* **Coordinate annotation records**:
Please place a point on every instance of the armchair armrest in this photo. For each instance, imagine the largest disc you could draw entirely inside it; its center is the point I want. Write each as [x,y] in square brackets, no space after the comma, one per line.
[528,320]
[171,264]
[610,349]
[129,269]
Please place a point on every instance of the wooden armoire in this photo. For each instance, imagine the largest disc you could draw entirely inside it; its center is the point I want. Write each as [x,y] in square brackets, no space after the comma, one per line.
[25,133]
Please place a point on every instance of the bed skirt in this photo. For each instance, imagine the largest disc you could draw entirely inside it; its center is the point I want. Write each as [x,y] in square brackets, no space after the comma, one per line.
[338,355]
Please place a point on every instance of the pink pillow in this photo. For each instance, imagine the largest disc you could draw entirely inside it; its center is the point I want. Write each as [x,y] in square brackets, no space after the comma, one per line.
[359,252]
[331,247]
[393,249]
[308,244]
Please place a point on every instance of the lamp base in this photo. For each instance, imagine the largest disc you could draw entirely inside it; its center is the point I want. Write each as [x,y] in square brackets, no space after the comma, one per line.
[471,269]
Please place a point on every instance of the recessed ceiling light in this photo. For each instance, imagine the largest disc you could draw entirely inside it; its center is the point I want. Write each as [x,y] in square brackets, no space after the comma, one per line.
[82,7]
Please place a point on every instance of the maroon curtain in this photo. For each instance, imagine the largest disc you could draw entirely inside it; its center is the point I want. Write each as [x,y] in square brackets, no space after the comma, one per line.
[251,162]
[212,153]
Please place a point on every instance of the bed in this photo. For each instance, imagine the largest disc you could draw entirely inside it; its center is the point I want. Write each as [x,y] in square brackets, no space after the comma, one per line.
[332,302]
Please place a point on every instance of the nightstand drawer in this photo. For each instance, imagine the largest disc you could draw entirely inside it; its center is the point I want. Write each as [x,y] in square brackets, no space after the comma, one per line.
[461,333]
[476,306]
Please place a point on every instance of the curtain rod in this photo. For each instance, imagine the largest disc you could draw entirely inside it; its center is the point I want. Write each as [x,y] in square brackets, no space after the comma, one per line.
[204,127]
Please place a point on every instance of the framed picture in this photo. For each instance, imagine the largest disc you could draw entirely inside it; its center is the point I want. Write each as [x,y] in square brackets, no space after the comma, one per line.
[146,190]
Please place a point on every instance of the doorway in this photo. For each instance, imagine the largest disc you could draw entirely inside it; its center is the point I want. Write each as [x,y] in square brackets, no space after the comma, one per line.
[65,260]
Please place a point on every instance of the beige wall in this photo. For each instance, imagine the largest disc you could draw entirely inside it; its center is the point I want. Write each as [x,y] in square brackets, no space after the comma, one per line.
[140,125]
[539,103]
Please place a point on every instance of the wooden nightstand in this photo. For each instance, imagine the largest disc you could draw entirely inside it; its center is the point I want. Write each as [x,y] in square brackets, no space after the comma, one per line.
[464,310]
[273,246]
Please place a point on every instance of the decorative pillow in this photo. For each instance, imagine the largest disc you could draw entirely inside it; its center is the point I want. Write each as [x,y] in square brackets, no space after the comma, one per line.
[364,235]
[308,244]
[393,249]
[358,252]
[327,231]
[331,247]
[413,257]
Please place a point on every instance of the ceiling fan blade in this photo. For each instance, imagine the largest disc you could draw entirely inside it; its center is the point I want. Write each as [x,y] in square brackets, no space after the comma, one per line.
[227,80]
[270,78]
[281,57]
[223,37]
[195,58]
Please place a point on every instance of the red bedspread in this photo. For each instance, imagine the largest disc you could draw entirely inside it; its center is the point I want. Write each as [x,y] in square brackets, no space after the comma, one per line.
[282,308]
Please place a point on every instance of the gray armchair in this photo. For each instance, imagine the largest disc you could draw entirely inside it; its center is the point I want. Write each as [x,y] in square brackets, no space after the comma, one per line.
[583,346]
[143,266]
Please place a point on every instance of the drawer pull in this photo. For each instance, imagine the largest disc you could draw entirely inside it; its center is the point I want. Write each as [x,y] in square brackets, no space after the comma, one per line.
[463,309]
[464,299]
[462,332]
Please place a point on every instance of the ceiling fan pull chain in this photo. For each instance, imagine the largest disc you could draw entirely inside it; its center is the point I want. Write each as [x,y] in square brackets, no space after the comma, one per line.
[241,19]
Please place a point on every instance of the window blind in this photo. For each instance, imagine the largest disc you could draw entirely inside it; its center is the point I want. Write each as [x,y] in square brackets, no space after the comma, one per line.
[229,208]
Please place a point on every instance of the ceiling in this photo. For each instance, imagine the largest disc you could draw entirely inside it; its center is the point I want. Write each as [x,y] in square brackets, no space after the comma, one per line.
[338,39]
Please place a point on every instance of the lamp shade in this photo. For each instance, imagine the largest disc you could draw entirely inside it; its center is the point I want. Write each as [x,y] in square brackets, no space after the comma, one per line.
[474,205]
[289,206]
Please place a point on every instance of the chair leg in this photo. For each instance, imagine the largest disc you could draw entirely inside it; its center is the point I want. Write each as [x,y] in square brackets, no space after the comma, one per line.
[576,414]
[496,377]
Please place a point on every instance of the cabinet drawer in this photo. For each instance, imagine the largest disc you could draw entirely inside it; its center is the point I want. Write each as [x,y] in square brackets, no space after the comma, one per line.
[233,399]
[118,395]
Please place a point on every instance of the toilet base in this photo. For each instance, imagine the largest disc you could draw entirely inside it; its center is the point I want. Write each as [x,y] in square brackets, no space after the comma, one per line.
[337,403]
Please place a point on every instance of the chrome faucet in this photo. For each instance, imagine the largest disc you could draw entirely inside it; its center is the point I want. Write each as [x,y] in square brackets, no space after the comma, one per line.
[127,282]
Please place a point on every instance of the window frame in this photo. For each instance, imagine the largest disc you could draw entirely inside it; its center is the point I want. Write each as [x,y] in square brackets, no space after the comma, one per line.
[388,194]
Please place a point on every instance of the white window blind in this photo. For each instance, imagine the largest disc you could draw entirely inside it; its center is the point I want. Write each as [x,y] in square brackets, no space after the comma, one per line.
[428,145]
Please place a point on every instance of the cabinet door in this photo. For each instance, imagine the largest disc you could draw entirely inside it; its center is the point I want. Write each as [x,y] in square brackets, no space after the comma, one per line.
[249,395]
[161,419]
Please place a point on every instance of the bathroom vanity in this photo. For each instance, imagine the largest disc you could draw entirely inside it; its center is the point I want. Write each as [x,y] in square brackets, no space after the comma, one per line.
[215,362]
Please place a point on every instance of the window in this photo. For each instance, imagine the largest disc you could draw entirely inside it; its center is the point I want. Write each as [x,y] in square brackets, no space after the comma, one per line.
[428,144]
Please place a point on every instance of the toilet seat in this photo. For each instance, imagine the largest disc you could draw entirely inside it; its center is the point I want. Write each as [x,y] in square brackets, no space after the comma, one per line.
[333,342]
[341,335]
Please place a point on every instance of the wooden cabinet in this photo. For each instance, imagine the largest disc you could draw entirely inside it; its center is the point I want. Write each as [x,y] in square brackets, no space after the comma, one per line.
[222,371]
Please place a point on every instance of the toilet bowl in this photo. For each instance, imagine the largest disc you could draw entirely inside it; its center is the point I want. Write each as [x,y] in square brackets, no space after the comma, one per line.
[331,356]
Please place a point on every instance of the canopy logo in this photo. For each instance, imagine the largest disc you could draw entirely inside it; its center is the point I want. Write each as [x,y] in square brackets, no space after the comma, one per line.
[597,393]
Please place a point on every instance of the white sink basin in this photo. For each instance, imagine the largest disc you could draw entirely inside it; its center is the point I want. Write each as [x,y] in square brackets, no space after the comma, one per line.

* **TASK**: Set down the listing above in full, please, exactly as it appears.

* **ANSWER**:
Please place a point on every instance of the armchair armrest in this photo. For each instance, imagine the largest disc you could draw entirely inside it; its center is the point I want. Write each as [x,y] in square brackets, no space after the comma, one per line.
[528,320]
[171,264]
[610,349]
[129,269]
Please place a point on every instance of the wooden armoire in this photo. For each instance, imagine the largest disc you could draw entirely inside it; its center is the point I want. Write each as [x,y] in square brackets, no space after the comma, one per line.
[25,133]
Please place a point on every instance of the bed skirt in this photo. For each instance, imagine the largest disc you could draw entirely inside it; its center is the point I want. Write each as [x,y] in square brackets, no space after the comma, one per line.
[338,355]
Please place a point on every instance of the pink pillow in this photo. For each instance, imagine the largest disc you could draw entirely inside it; its center is the point I want. Write each as [x,y] in square brackets, no space after the comma, one per line.
[359,252]
[331,247]
[393,249]
[308,244]
Please place a point on every instance of the lamp base in this photo. For each instance, imagine the largest disc you could draw entirely inside it; its center is the point I want. Write each as [x,y] in square brackets, no space after the comma, one per line.
[471,269]
Please place a point on every instance of the recessed ceiling light in this photo. For each instance, imagine the largest disc you could draw entirely inside it; its center is the point I want. Write each as [x,y] in square brackets, no space after the comma, one per line.
[82,7]
Please place a point on every instance of the maroon curtain in this photo. For each instance, imagine the largest disc you could draw entirely inside it; its center is the point I want. Write each as [x,y] in square brackets, no space after the comma, one per line.
[251,162]
[212,153]
Please place a point on every instance of the bed in this photo. For each instance, imagine the largest disc you could draw entirely inside it; its center is the point I want. Write each as [x,y] in square brackets, no space after the comma, one per line.
[332,302]
Please place a point on every instance of the nightstand drawer in this photo. For each instance, imagine the largest disc you could draw entirely inside it; its center is the point I want. Write each as [x,y] in square brackets, no space after the comma, one per line.
[461,333]
[476,306]
Please place a point on every instance of the curtain rod in this photo. For each instance, imagine the largest disc you could draw entirely inside it; its center is the point I want. Write each as [x,y] in square brackets, no space after the comma, one per line.
[204,127]
Please place a point on every instance of the framed picture in this photo. For each instance, imagine the largest disc you could draw entirely inside it; its center is the point I want. Write each as [x,y] in square brackets, no space after the comma, one per line.
[146,190]
Please place a point on every instance of the doorway in this photo. For each instance, imagine the largest disc you could draw entirely inside it; its center is the point I want. Write each as [x,y] in square brackets, no space after the comma, one per line.
[65,260]
Please place a point on every instance of the beige wall in this photo. For each instance, imagine the largest disc you could draw entirely inside it; its center is the point I want. Write each as [x,y] in square brackets, no space after the comma, one per line.
[140,125]
[539,103]
Please place a point on every instance of the wooden nightstand in this photo. For each instance, imagine the largest disc you could draw entirely inside it; its center is the point I want. Write each as [x,y] in square brackets, no space after the comma, one per line.
[464,310]
[273,246]
Please place a point on every instance of the decorative pillow in this photo. For each instance, imagine the largest disc you could draw entirely inside it; its center is the point I want. Write each as [x,y] in square brackets, no space after the comma, one per line.
[364,235]
[308,244]
[393,249]
[358,252]
[327,231]
[331,247]
[413,257]
Please place a point on every instance of the ceiling fan blade in this photo. For each instance, imagine the largest disc you could draw entirely inside it; its center is the point I want. Write each as [x,y] in square brackets, no space after the comma, one per line.
[227,80]
[270,78]
[281,57]
[223,37]
[195,58]
Please place a point on every instance of the red bedspread in this photo. For each instance, imagine the largest disc you could draw entirely inside it; its center is the point I want. Write each as [x,y] in square brackets, no space after the comma, one per line.
[282,308]
Please place a point on every instance of the gray armchair in this photo. For each instance, imagine the largest disc you could draw entirely inside it; its center is the point I want. Write each as [x,y] in square brackets, no space after the comma, one per line.
[583,346]
[143,266]
Please place a point on every instance of the drawer pull in this photo. For each instance, imagine the largest disc you could draw entirely inside it; its center is the point I want. Write each as [x,y] in square brackets, no space after the comma, one per line.
[463,309]
[464,299]
[462,332]
Please place a point on every instance of the ceiling fan pull chain in this photo. For each instance, imagine the largest disc you could draw entirely inside it; its center is the point I want. Write each as [x,y] in square brackets, no space after the comma, one per line.
[241,19]
Please place a point on every instance of the window blind in this photo. For each instance, imagine the largest disc you could draw entirely inside it; its center is the point I want. Write each as [x,y] in square brackets, no space after the comma, one per line.
[229,208]
Please place a point on every instance of the ceiling in this photo. For each instance, imagine the largest disc you could draw entirely inside it; its center is the point I want. Write each as [x,y] in square brackets, no space after the comma, one per line.
[338,39]
Please place a point on every instance of the lamp shade in this photo. For each instance, imagine the largest disc you could draw entirely inside it; its center is the point I want. Write each as [x,y] in square brackets, no space after the comma, one per line.
[474,205]
[289,206]
Please place a point on every instance of the chair leg in this photo. For each instance, imagine the largest disc you could draw entirely inside it; its center is the point I want. Write each as [x,y] in square brackets, no space after the comma, one per line.
[576,414]
[496,377]
Please place a point on every instance of the cabinet drawer in this photo. For each instance, imagine the largest disc you could draw entirely inside it; its center is the point I want. Write each as [x,y] in square brackets, no space after the comma, one per line.
[233,399]
[118,395]
Please place a point on every instance of the toilet base in this photo. For each instance, imagine the largest disc you could draw entirely inside it; its center is the point I want. Write each as [x,y] in square brackets, no space after the comma, one per line.
[337,403]
Please place a point on every instance of the chrome faucet in this photo. For each instance, imagine the largest disc you could draw entirely inside it; its center is the point I want. Write each as [x,y] in square brackets, no space after the comma, one per line.
[127,282]
Please place a point on every instance of the window frame in this photo. For each instance, imagine the largest disc you could draw entirely inside it; its center is the point I want. Write each as [x,y] in square brackets, no space after the comma, one per line.
[388,194]
Please place a point on every instance of the white window blind in this photo. For each instance, imagine the largest disc you could draw entirely inside it; its center is the point I want. Write each as [x,y] in square brackets, no space after the comma, one per line.
[428,145]
Please place a point on every instance of the cabinet door in this photo. For each instance, imagine the largest disc you could draw entirely inside it; its center is the point I want. Write each as [x,y] in square brackets, no space after the comma, one per line.
[249,395]
[161,419]
Please place a point on every instance of the bathroom vanity in this photo. For each instance, imagine the largest disc you could draw entirely inside it; its center is the point I want. Write each as [x,y] in square brackets, no space after the comma, one per line.
[215,362]
Please place a point on every instance of the window in this photo. For each instance, imagine the largest disc you could draw entirely inside it; its center is the point I want. Write each as [x,y] in square brackets, no space after the comma, one per line.
[428,144]
Please place a point on every instance of the toilet seat in this photo. For each instance, imagine the largest disc you could draw entirely inside it; its center is the point I want. Write each as [x,y] in square brackets, no space after the comma, one per line.
[333,342]
[341,335]
Please place a point on every instance of the wooden cabinet in this photo. For each instance, imagine the largest disc you could draw entirely inside it; its center is the point I want. Write each as [x,y] in square brackets, no space after the comma, one per line.
[222,371]
Please place a point on every instance of the toilet bowl in this photo. For each instance, imagine the largest disc you could draw entirely inside it; its center is the point I want. Write each as [x,y] in square brackets, no space after the comma, one per line.
[331,356]
Please place a point on every instance of the canopy logo in this photo. For each instance, imagine the largest disc you could draw entirely inside it; its center is the point I want. Write each as [x,y] in square brackets, no space after the comma, one per line.
[597,393]
Please place a point on every instance of the white sink basin in this photo. For each instance, imagine the largest disc you could draw entirely inside it; its center is the point I want. Write each as [x,y] in square brackets, no space after the comma, one per line.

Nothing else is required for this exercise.